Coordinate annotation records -
********************

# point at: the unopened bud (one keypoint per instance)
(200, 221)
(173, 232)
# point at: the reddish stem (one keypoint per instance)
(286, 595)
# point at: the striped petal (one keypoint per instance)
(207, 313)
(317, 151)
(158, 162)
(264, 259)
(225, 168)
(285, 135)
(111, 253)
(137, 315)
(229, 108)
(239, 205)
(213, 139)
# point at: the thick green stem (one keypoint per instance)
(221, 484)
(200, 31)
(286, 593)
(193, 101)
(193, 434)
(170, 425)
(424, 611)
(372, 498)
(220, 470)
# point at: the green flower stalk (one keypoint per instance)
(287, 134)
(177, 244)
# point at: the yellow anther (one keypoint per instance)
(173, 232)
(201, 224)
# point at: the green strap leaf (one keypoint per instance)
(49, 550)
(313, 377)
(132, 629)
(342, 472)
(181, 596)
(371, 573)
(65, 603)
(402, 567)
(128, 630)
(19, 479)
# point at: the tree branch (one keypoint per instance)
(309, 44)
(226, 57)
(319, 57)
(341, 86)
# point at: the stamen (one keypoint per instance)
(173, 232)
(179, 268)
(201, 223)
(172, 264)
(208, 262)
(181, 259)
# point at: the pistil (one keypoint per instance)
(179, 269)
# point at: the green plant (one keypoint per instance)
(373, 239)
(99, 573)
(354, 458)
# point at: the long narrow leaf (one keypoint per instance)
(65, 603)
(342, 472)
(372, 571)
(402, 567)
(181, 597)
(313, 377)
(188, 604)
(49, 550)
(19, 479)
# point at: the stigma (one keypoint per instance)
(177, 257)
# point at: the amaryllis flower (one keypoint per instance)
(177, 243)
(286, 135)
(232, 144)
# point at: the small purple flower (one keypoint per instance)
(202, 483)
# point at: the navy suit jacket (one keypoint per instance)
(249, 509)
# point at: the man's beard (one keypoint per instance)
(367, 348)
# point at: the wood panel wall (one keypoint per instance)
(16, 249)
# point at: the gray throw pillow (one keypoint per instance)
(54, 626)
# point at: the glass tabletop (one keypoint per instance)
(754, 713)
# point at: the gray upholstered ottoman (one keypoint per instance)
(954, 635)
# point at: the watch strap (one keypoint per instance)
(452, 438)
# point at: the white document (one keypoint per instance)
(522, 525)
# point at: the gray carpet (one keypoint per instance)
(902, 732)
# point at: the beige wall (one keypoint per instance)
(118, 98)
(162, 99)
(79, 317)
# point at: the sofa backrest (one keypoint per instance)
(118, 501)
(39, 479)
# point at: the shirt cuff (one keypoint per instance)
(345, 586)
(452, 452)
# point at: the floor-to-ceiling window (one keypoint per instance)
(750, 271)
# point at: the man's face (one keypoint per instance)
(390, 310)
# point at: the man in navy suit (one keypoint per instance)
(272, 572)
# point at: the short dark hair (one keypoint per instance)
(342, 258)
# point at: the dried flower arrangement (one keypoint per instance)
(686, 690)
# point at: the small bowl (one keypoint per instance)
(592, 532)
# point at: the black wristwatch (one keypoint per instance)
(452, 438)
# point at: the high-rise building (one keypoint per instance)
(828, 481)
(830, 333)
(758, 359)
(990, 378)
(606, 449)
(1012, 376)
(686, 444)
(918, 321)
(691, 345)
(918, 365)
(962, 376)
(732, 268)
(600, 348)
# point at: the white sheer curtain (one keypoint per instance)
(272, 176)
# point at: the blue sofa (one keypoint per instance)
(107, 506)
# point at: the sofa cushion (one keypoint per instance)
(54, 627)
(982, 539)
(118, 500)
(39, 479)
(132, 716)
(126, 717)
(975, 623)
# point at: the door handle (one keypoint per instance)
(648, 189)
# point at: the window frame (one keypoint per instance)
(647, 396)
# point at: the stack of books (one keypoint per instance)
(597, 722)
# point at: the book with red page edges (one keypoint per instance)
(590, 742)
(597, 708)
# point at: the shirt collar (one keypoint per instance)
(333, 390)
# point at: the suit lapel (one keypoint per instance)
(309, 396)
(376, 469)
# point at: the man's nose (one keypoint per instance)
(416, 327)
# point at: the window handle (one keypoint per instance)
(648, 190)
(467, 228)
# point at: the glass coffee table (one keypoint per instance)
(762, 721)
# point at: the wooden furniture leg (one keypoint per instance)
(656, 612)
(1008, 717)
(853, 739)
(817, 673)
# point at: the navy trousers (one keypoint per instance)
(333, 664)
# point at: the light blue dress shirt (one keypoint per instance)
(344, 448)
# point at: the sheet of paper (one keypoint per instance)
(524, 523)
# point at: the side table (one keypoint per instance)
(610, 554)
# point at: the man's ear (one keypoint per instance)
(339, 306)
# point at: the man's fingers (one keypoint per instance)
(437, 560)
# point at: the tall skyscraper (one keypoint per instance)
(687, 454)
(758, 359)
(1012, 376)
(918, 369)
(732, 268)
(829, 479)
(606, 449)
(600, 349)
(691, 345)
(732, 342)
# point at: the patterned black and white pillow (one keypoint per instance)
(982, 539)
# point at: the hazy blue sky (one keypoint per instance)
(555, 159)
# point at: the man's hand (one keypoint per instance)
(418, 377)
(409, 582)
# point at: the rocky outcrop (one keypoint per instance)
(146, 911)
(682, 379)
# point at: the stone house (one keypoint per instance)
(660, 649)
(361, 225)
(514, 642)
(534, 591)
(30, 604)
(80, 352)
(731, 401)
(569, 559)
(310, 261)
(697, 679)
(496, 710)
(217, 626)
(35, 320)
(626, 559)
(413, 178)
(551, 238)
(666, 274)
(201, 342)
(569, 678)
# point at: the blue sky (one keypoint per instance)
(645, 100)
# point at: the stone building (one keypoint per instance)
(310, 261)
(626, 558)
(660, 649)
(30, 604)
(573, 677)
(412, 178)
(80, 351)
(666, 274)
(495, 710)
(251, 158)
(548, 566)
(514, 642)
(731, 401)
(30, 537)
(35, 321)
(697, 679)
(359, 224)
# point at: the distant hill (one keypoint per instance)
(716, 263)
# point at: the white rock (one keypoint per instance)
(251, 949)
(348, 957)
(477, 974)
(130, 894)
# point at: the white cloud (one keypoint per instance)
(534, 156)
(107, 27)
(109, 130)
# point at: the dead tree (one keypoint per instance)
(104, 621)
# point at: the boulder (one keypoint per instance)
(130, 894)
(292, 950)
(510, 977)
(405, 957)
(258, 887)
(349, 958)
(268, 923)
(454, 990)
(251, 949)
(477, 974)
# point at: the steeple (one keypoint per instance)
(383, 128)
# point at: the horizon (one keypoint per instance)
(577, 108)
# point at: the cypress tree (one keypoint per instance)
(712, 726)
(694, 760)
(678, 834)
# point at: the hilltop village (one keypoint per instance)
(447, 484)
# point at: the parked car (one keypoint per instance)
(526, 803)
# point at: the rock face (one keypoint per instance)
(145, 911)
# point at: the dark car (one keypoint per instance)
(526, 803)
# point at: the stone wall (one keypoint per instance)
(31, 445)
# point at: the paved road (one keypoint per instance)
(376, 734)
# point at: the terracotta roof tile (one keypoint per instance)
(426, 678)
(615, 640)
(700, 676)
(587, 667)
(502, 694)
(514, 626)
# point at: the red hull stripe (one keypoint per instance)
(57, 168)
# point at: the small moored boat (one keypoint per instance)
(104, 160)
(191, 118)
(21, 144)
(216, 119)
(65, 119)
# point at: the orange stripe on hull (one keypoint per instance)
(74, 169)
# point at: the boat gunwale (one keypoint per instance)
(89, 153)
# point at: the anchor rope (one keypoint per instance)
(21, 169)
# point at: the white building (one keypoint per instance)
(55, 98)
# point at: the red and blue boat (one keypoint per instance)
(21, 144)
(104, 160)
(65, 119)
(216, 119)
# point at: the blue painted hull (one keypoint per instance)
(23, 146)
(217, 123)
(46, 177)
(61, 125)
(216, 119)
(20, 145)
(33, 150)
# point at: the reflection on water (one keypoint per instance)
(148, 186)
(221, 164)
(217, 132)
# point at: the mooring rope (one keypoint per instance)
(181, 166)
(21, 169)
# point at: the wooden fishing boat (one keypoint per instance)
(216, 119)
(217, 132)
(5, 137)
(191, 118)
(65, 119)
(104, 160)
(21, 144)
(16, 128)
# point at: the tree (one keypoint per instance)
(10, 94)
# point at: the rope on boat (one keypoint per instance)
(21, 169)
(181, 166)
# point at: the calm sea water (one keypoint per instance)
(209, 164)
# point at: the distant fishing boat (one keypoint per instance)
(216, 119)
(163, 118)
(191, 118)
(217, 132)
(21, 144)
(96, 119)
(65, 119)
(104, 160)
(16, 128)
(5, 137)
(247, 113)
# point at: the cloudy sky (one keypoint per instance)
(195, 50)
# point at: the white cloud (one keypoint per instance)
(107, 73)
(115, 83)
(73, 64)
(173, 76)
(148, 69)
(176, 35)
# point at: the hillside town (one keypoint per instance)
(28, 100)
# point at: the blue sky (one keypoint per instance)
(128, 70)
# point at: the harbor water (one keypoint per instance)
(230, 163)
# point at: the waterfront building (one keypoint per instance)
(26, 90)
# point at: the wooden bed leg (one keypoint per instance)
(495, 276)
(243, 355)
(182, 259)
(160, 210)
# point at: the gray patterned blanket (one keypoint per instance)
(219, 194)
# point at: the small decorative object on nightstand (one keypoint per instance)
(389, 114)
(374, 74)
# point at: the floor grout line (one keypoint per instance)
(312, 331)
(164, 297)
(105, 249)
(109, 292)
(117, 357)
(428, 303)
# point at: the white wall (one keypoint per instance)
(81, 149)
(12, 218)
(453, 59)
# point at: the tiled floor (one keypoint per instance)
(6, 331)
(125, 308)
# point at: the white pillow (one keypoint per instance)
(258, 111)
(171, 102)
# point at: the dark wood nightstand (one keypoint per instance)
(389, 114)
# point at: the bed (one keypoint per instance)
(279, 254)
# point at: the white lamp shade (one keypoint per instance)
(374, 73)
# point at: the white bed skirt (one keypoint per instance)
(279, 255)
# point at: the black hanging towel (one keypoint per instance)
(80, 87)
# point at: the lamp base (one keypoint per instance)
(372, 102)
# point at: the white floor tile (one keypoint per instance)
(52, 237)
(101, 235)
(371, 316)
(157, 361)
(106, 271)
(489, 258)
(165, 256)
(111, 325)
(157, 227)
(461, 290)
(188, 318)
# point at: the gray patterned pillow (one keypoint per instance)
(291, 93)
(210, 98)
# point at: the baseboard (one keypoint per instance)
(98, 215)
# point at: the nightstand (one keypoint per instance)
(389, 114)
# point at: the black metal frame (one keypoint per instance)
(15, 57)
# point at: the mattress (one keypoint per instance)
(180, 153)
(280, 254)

********************

Problem statement -
Retype exactly, please, each line from the line that contains "# point at: the hillside" through the last line of the entries above, with nothing added.

Output for this task -
# point at: the hillside town (one keypoint per instance)
(28, 100)
# point at: the blue sky (one keypoint per instance)
(128, 70)
# point at: the harbor water (one keypoint per instance)
(230, 163)
# point at: the waterfront building (one keypoint per instance)
(26, 90)
# point at: the wooden bed leg (one keypoint per instance)
(495, 276)
(243, 355)
(182, 259)
(160, 210)
# point at: the gray patterned blanket (one keypoint per instance)
(219, 194)
# point at: the small decorative object on nightstand (one keypoint per instance)
(389, 114)
(374, 74)
# point at: the floor grout line (one keypoint per instance)
(312, 331)
(164, 297)
(105, 249)
(109, 292)
(117, 357)
(428, 303)
# point at: the white wall (one keypoint per instance)
(81, 149)
(12, 218)
(453, 59)
# point at: the tiled floor (one keypoint per instance)
(6, 331)
(125, 308)
# point at: the white pillow (one keypoint per instance)
(258, 111)
(171, 102)
# point at: the dark wood nightstand (one keypoint per instance)
(389, 114)
# point at: the bed (one keypoint per instance)
(279, 254)
# point at: the white lamp shade (one keypoint per instance)
(374, 73)
# point at: the white bed skirt (one keypoint per instance)
(279, 255)
# point at: the black hanging towel (one keypoint per instance)
(80, 87)
# point at: the lamp base (one keypoint per instance)
(372, 102)
# point at: the white floor tile (one keypoint per instance)
(52, 237)
(101, 235)
(371, 316)
(157, 361)
(106, 271)
(489, 258)
(165, 256)
(111, 325)
(157, 227)
(461, 290)
(188, 318)
# point at: the gray patterned pillow (one keypoint per instance)
(291, 93)
(210, 98)
# point at: the baseboard (one keypoint per instance)
(98, 215)
# point at: the nightstand (one keypoint per instance)
(389, 114)
# point at: the black metal frame (one keypoint per instance)
(15, 57)
# point at: the mattress (one keypoint per instance)
(180, 153)
(280, 254)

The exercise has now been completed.